5. Das Stadtleben muss aufgelöst werden, indem man die Slumbewohner dazu bringt, auf das Land zurückzukehren.

Alle sozialen Übel der letzten fünfundzwanzig Jahre, sagt Hitler, wurden durch das Fehlen einer positiven Lebensphilosophie im Volk verursacht. Die Massen werden nicht an der Religion festhalten, wenn sie nicht ein bestimmtes Dogma haben, an das sie glauben können. Die Erschütterung des religiösen Glaubens liegt daher nicht im öffentlichen Interesse. Für den Politiker ist der Wert einer jeden Religion vergleichbar; er sollte den vorherrschenden Kult unterstützen, wenn er keinen besseren Ersatz finden kann. Das heißt, die Religion ist ein Werkzeug in der Trickkiste des Politikers (eine Ansicht, die wohlgemerkt auch Mussolini zugeschrieben wird). Aber die Religion darf nicht zu weltlichen Zwecken in die Politik hineingezogen werden; das ist immer ganz schlecht. Dieser letzte Grundsatz steht ganz im Einklang mit dem amerikanischen politischen Denken, obwohl er sich bei Hitler in ganz besonderer Weise auf die deutsche Zentrumspartei bezieht.

Der Verfall der Religion, der Sittenverfall, die Vernachlässigung der Volksgesundheit – diese Dinge haben ihren Anteil am Zusammenbruch der Nation, wiederholt Hitler, aber sie waren nicht die Hauptursache. Die Hauptursache, die Ursache aller anderen Ursachen, behauptet er und wird immer eloquenter, je mehr er zu seinem Lieblingsthema übergeht, ist das Versagen Deutschlands, das Rassenproblem zu erkennen. Die Arier sind die großen Begründer der Zivilisationen, und ihre Kulturen haben nur so lange überdauert, wie sie ihr Blut rein hielten und ihre Vorherrschaft durchsetzten.
------------
Zu erledigende Aufgaben:
A - Beantworte anhand des Auszugs diese Fragen:
(i) Wohin sollen die Slumbewohner nach Punkt 5 zurückkehren?
(ii) Wem wird die Ansicht, die Religion sei ein Werkzeug in der Trickkiste des Politikers, ebenfalls zugeschrieben?
(iii) Auf welche Partei bezieht sich bei Hitler der Grundsatz, die Religion dürfe nicht zu weltlichen Zwecken in die Politik hineingezogen werden?
B - Schreibe aus dem Auszug den Text von „Der Verfall der“ bis „ihre Vorherrschaft durchsetzten.“ unverändert ab.

Inhalt des Materials:
------------
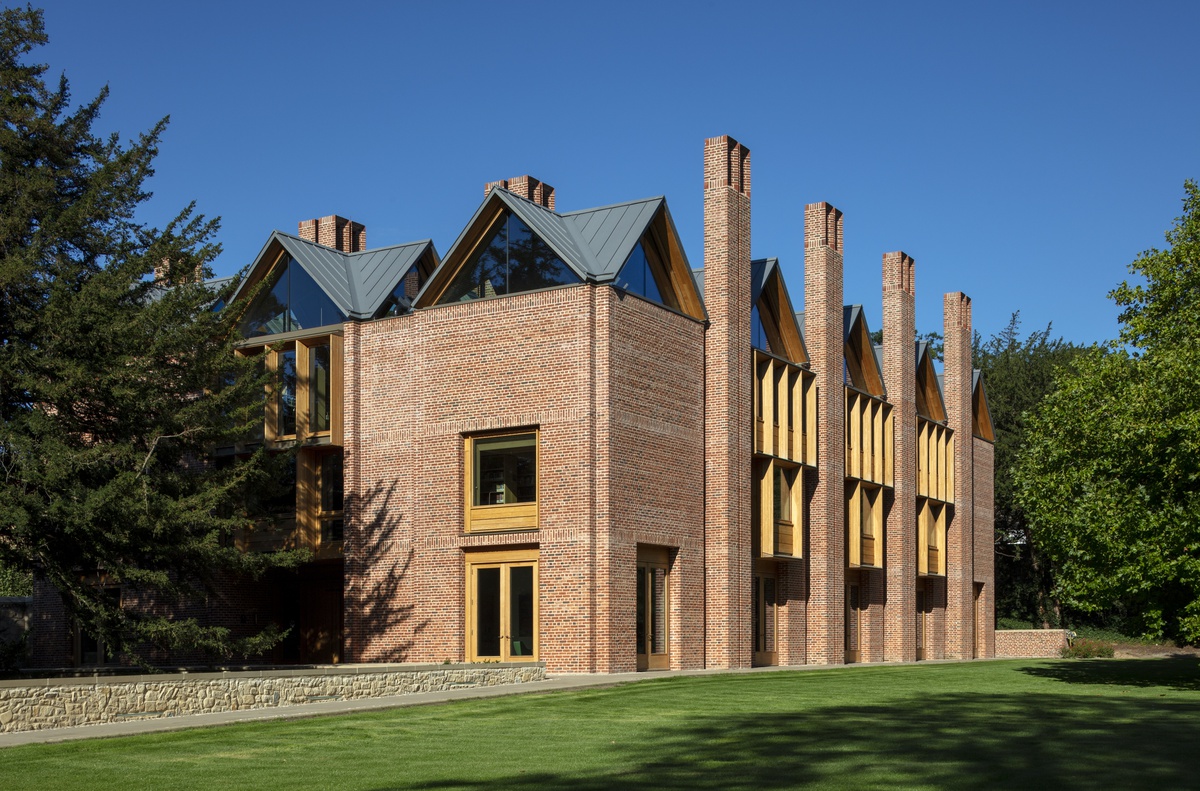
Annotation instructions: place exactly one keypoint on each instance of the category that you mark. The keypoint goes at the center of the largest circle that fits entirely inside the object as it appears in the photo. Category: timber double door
------------
Ergebnisse je Aufgabe:
A -
(i) Auf das Land.
(ii) Mussolini.
(iii) Auf die deutsche Zentrumspartei.

B -
Der Verfall der Religion, der Sittenverfall, die Vernachlässigung der Volksgesundheit – diese Dinge haben ihren Anteil am Zusammenbruch der Nation, wiederholt Hitler, aber sie waren nicht die Hauptursache. Die Hauptursache, die Ursache aller anderen Ursachen, behauptet er und wird immer eloquenter, je mehr er zu seinem Lieblingsthema übergeht, ist das Versagen Deutschlands, das Rassenproblem zu erkennen. Die Arier sind die großen Begründer der Zivilisationen, und ihre Kulturen haben nur so lange überdauert, wie sie ihr Blut rein hielten und ihre Vorherrschaft durchsetzten.